━━ Auswahl ━━
# taz.de -- Kurzarbeit bei Bosch: Chipkrieg um niederländisch-chinesischen Konzern eskaliert
> Der Konflikt um den Chiphersteller Nexperia weitet sich international
> aus: Kurzarbeit bei Bosch, Automobilkonzerne fahnden nach
> Halbleiter-Ersatz.
IMG Bild: Der Nexperia-Konflikt weitet sich aus
Der [1][Streit um den niederländisch-chinesischen Chip-Fabrikanten
Nexperia] weitet sich auf die deutsche Automobilindustrie aus. Nach Angaben
der IG Metall vom Freitag haben Unternehmen wie der weltgrößte
Autozulieferer Bosch wegen ausbleibender Chip-Lieferungen örtlich bereits
Kurzarbeit beantragt. Andere Firmen bereiteten Kurzarbeit vor, sagte der
bayerische IG-Metall-Bezirksleiter Horst Ott in München. Volkswagen schloss
kurzfristige Auswirkungen des Chipmangels auf seine Produktion nicht aus.
Die niederländische Regierung hatte Nexperia, eine Tochter des chinesischen
Wingtech-Konzerns, Ende September offenbar nach Druck aus den USA unter
Aufsicht seines Ministeriums gestellt – unter Berufung auf Missmanagement,
das die wirtschaftliche Sicherheit der Niederlande und Europas gefährde.
Dahinter steckt die Furcht, technologisches Wissen und
Produktionskapazitäten für Halbleiter nach China zu verlieren, weil diese
[2][im Notfall nicht zur Verfügung] stehen könnten.
━━━
━━ Erfasste Angaben ━━
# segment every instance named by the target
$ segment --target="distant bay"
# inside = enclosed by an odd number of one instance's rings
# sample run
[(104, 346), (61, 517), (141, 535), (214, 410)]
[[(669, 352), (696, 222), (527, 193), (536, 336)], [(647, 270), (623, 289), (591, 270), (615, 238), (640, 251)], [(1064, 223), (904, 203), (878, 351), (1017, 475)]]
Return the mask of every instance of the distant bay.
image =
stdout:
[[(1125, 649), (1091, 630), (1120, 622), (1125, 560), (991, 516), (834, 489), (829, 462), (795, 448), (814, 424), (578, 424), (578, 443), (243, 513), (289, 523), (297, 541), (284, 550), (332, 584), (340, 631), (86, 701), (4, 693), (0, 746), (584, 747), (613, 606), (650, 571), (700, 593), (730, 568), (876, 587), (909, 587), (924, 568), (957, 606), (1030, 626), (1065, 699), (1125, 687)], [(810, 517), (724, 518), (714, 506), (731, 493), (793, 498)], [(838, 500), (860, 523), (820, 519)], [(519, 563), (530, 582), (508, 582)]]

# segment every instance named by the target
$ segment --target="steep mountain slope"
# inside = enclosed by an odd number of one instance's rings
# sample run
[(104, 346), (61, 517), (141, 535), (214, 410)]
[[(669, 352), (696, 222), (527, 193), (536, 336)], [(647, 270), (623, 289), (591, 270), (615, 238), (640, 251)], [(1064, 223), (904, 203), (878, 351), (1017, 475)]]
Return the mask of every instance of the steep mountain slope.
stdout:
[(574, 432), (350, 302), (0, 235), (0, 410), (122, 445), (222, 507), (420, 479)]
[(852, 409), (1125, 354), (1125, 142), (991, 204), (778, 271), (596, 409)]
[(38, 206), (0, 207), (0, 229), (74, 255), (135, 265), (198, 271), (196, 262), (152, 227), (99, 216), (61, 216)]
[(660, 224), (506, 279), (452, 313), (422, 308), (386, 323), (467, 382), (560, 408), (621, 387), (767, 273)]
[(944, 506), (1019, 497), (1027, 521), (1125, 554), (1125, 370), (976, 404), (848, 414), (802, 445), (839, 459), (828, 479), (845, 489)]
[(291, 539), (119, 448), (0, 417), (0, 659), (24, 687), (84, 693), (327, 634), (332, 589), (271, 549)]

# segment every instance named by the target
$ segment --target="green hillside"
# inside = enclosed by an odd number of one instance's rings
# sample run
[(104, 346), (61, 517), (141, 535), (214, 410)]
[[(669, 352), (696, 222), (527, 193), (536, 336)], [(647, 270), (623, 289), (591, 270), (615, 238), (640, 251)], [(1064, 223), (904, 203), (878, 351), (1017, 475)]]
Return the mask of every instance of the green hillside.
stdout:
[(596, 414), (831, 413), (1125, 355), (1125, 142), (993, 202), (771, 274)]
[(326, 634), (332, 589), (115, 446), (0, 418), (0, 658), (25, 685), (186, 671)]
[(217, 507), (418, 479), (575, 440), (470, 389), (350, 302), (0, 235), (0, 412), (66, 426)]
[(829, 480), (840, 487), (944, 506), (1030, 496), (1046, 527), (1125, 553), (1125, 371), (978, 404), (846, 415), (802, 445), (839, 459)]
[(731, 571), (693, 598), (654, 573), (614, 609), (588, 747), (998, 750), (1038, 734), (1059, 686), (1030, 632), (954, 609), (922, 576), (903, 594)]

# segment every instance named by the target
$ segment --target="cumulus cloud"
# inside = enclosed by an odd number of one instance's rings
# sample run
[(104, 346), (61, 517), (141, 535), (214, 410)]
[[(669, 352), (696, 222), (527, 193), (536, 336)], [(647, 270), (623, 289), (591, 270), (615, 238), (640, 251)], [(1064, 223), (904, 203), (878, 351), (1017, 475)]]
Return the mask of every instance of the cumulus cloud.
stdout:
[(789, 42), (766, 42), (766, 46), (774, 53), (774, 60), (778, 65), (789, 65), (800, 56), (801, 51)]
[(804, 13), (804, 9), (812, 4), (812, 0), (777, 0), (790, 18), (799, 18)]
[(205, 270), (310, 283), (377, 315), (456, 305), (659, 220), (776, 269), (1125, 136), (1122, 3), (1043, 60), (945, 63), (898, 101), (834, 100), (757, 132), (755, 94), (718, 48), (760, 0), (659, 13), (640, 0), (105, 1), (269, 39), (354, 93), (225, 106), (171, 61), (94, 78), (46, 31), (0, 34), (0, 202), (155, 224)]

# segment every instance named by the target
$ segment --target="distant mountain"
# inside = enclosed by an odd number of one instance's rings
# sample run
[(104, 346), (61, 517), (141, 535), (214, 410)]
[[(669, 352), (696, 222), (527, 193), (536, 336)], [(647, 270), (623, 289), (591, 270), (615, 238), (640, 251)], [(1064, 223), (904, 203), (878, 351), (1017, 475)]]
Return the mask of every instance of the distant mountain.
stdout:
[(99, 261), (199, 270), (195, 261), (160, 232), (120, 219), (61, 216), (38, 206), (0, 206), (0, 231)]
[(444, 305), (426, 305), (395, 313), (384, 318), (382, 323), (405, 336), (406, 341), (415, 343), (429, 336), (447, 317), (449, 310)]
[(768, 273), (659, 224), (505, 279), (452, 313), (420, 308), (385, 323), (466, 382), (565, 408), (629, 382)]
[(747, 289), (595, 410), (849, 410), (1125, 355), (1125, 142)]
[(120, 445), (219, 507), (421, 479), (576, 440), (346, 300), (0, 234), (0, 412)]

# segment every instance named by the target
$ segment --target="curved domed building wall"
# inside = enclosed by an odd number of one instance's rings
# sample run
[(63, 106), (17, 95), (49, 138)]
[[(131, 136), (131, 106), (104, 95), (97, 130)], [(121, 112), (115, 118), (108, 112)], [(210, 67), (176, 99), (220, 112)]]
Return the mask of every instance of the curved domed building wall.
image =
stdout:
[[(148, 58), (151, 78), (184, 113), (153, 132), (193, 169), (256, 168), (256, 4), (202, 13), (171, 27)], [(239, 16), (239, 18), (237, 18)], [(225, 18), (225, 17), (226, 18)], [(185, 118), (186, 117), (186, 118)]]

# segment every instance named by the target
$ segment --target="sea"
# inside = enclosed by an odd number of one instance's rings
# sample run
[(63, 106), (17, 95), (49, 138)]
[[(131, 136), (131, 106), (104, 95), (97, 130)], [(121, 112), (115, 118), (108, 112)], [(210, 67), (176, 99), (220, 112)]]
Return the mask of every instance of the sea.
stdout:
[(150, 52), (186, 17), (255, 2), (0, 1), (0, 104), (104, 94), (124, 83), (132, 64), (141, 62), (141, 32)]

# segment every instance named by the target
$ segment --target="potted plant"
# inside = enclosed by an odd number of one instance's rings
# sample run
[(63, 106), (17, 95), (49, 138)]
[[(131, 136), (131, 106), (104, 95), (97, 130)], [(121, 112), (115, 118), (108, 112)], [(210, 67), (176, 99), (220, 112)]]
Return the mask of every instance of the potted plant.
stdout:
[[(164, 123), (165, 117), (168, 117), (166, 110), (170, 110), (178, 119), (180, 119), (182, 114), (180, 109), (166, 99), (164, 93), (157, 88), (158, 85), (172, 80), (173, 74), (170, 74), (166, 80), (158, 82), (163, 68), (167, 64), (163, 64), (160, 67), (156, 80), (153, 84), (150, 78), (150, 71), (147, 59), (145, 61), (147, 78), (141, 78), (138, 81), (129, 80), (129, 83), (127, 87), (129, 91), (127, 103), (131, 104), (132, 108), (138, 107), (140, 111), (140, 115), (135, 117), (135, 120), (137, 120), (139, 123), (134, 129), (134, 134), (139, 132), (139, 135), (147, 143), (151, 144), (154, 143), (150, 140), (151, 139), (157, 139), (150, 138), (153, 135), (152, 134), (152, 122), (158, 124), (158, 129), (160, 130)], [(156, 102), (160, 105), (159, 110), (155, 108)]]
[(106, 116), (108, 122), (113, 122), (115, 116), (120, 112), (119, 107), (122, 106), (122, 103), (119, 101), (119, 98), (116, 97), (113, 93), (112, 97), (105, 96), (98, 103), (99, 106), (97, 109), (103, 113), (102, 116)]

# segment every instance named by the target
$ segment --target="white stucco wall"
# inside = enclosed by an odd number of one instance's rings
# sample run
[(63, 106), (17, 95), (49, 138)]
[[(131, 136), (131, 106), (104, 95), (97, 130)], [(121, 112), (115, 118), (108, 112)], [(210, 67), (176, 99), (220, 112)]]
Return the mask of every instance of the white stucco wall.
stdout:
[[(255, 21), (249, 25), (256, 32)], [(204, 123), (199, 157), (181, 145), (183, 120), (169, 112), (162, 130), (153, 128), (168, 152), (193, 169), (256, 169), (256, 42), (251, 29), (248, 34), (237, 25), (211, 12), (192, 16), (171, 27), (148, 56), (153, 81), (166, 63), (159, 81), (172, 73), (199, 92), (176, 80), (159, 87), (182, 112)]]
━━━
■ **Schriftliche Aufgabe 1**
Zu welchem Konzern gehört Nexperia laut dem Artikel über den Nexperia-Konflikt?
■ **Schriftliche Aufgabe 2**
Führe den Artikel über den Nexperia-Konflikt nach seinem letzten Satz weiter.

■ **Ausgabe 1**
Nexperia ist eine Tochter des chinesischen Wingtech-Konzerns.

■ **Ausgabe 2**
Als Reaktion erlegte Peking dem chinesischen Teil des Unternehmens ein
Exportverbot auf, was in der Autoindustrie und im Maschinenbau im Westen
Schocks auslöste. Es gibt offenbar Lieferprobleme bei Halbleitern wie
Dioden, Transistoren und Chips für das Batteriemanagement. Die
Bundesregierung kündigte nicht näher bezeichnete Maßnahmen gegen den
Chipmangel an. Außenminister Johann Wadephul (CDU) hatte bei einem Besuch
in China von Sonntag an über die Kooperation beider Staaten sprechen
wollen. Jedoch wurde die Reise nach Angaben des Auswärtigen Amtes in Berlin
überraschend abgesagt. Konkrete Gründe nannte das Ministerium nicht.
Wegen des Nexperia-Konflikts hat Bosch im niedersächsischen Salzgitter laut
IG Metall inzwischen Kurzarbeit für mehr als 1.000 Beschäftigte angemeldet.
Dort wirke sich die Knappheit wegen der „Just-in-time“-Materialversorgung
sofort aus. Ob der Antrag von der Arbeitsagentur genehmigt werde, sei noch
offen. Von Bosch war laut der Nachrichtenagentur Reuters zunächst keine
Stellungnahme zu erhalten.
## VW hat offenbar Ersatzfabrikanten für Halbleiter
Bayerns IG-Metall-Bezirksleiter Horst Ott sagte am Freitag, auch bei
anderen Autozulieferern gebe es „starke Schwierigkeiten“ in einzelnen
Bereichen, wo Kurzarbeit bereits angemeldet worden sei. Volkswagen erklärte
unterdessen, bis zum kommenden Donnerstag sei die Fahrzeugproduktion an den
deutschen Standorten gesichert. „Kurzfristige Auswirkungen auf das
Produktionsnetzwerk des Volkswagen-Konzerns“ könnten „jedoch weiterhin
nicht grundsätzlich ausgeschlossen werden“, teilte ein Unternehmenssprecher
mit. Volkswagen prüfe alternative Beschaffungsoptionen.
Geopolitischer Hintergrund des Falls ist, ist, dass [3][Wingtech auf der
US-amerikanischen Sanktionsliste] steht. Niederländische Chips, darunter
solche aus Nexperia-Produktion, sollen auch nach dem Beginn des
Ukraine-Kriegs ihren Weg nach Russland gefunden haben und dort in Waffen
verarbeitet worden sein.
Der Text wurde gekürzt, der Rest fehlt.